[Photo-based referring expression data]
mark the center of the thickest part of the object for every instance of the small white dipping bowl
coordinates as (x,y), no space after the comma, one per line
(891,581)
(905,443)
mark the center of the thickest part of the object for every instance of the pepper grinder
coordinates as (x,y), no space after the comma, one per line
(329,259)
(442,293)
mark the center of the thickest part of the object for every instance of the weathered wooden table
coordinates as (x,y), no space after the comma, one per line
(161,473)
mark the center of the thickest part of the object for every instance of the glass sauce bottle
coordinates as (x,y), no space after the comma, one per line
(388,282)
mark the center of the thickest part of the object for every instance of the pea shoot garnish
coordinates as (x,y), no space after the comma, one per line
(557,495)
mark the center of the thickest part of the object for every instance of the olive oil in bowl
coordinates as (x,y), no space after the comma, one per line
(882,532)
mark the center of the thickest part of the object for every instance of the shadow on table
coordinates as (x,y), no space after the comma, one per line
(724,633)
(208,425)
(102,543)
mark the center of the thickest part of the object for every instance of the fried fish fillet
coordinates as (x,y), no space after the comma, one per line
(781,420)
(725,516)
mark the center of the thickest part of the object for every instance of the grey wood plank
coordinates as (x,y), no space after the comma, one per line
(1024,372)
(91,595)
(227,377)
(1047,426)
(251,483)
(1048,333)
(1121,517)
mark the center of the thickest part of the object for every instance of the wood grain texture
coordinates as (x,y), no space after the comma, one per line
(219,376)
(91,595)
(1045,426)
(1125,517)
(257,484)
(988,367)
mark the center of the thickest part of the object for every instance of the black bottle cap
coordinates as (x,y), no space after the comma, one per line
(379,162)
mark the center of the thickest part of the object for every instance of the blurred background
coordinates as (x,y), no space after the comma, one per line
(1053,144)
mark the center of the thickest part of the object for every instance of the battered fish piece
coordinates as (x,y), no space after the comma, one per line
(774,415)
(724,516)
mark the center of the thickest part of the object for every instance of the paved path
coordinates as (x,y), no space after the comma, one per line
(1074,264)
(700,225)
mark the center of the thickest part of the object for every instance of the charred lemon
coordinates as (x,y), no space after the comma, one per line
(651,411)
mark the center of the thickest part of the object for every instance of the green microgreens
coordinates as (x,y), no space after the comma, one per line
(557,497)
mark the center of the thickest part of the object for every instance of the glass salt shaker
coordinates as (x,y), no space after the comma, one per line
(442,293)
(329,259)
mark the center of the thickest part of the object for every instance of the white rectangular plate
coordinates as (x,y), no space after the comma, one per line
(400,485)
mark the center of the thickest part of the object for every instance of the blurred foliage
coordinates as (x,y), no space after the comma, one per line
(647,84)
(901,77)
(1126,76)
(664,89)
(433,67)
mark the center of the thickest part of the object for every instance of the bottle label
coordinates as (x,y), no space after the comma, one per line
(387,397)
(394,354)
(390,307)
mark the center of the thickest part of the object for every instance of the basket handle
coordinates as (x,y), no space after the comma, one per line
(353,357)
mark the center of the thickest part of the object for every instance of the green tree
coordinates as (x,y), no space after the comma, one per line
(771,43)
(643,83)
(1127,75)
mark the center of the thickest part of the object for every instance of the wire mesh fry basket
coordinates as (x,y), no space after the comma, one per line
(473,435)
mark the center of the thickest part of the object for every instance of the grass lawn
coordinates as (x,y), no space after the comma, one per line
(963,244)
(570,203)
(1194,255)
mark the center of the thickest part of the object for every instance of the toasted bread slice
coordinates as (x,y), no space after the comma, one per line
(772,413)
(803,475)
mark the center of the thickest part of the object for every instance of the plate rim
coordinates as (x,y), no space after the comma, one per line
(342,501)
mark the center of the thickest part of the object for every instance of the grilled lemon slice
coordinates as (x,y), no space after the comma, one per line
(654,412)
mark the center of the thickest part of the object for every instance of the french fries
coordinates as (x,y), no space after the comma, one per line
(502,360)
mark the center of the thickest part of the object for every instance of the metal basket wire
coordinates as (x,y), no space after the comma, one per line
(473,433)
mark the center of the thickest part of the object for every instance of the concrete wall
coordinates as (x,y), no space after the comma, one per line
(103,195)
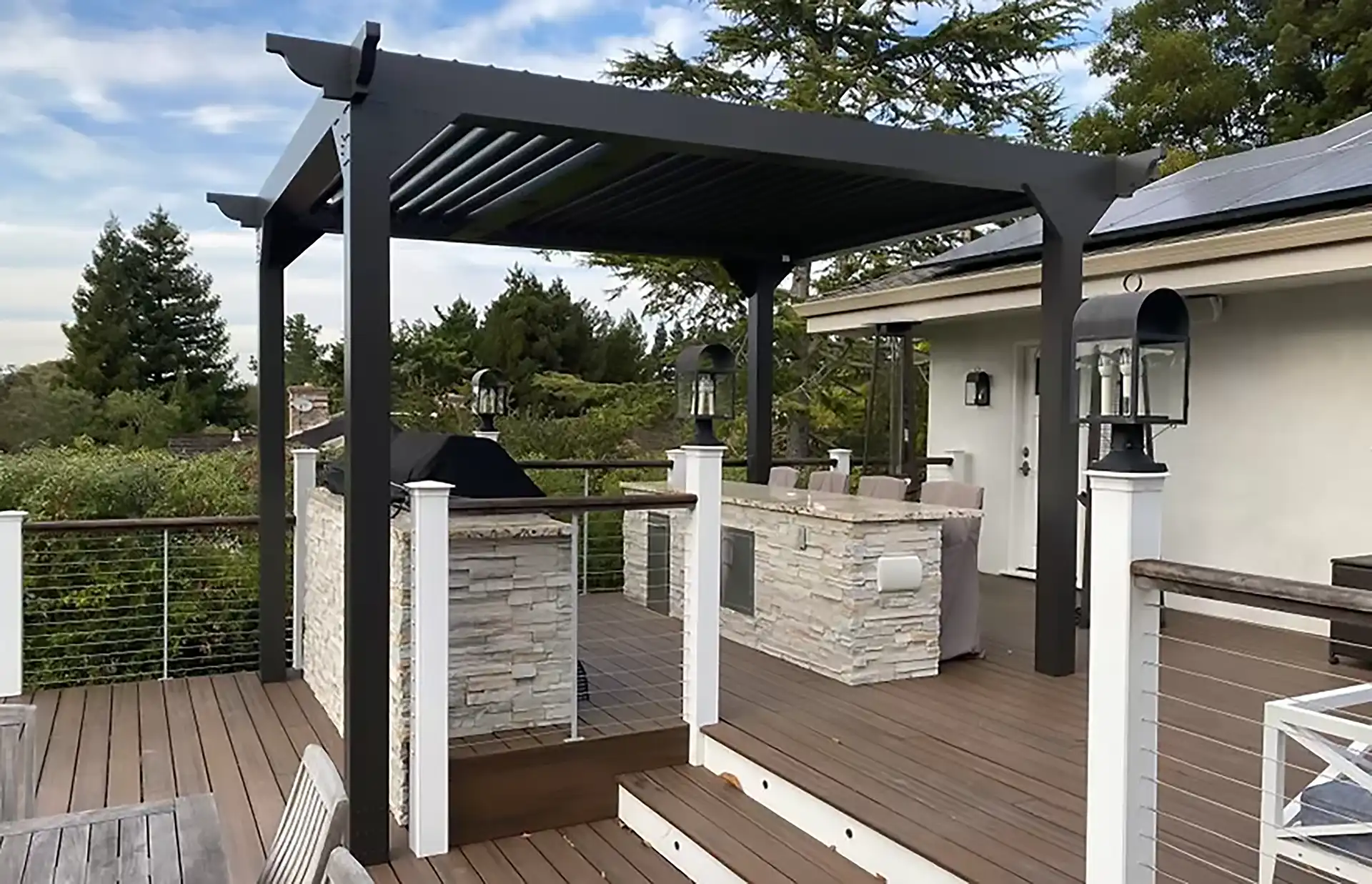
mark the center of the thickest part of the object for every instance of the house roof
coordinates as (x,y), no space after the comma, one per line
(505,157)
(1260,187)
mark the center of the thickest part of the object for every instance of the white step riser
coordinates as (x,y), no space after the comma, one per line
(690,858)
(862,846)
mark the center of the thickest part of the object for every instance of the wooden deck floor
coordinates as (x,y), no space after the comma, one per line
(980,769)
(109,745)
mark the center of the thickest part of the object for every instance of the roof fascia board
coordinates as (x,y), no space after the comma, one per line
(1200,250)
(1282,269)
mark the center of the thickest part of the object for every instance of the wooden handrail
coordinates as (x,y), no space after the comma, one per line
(550,505)
(1256,590)
(174,523)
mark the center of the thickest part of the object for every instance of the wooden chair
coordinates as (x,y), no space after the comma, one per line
(344,869)
(18,761)
(782,477)
(312,824)
(885,487)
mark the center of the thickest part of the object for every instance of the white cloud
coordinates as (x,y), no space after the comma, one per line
(52,65)
(228,119)
(99,120)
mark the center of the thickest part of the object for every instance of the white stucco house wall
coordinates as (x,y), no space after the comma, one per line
(1273,471)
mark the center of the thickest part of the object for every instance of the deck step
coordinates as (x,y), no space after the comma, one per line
(712,832)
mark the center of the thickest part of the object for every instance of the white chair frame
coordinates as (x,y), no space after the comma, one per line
(343,868)
(1311,721)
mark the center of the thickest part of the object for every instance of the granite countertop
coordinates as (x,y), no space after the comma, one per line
(822,504)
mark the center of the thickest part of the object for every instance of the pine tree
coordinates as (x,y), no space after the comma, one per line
(102,352)
(184,338)
(147,320)
(1213,77)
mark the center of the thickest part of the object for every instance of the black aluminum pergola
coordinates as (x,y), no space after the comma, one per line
(411,147)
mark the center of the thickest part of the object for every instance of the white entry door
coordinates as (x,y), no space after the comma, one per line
(1027,465)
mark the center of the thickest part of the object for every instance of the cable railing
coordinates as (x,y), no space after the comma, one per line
(1258,748)
(109,600)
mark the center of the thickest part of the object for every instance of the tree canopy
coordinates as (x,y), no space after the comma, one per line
(1215,77)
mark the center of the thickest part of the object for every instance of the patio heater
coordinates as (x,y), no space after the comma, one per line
(705,387)
(490,399)
(1133,371)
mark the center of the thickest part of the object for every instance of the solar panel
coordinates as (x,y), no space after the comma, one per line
(1324,167)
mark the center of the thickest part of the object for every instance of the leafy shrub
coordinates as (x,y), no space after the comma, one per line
(95,602)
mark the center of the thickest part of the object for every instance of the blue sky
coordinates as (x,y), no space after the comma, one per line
(117,107)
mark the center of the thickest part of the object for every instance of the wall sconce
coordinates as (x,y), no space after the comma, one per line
(978,392)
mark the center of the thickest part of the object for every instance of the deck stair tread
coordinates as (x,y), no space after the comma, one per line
(747,838)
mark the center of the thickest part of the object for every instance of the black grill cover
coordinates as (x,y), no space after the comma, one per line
(475,467)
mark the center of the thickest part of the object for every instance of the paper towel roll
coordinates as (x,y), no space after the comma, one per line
(899,574)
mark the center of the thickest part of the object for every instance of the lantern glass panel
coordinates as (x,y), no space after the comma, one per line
(1163,382)
(1105,387)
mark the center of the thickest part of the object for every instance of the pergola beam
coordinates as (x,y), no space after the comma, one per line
(687,124)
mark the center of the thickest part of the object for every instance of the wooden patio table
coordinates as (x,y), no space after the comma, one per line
(169,842)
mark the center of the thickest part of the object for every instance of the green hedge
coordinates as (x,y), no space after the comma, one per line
(94,602)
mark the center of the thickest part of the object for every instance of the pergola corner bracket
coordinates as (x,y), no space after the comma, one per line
(247,210)
(1138,169)
(342,71)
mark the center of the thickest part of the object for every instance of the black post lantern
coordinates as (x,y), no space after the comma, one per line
(705,387)
(1133,371)
(490,397)
(978,392)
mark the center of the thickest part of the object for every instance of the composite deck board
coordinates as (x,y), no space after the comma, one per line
(750,839)
(243,740)
(981,769)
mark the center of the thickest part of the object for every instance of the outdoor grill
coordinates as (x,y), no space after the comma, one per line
(477,468)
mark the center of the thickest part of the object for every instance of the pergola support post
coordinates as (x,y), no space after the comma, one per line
(367,527)
(1068,220)
(271,455)
(759,280)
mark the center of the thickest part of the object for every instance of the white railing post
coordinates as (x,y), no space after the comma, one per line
(11,603)
(302,482)
(429,667)
(1123,690)
(677,472)
(704,467)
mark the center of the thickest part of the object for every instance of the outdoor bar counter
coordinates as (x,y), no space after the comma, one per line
(800,577)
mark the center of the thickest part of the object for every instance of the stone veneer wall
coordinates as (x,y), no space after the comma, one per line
(818,607)
(511,630)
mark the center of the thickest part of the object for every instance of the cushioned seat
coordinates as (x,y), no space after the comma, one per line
(960,614)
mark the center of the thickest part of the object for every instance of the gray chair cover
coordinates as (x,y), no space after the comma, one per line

• Work instruction: List every line above that contains the word "glass".

• Solution for this task:
mark the center of the thickest part of the object for every instance of the glass sauce bottle
mark the center of the thickest part of the object for every instance of the glass salt shaker
mark the center of the thickest part of the object for every instance of the lantern glass panel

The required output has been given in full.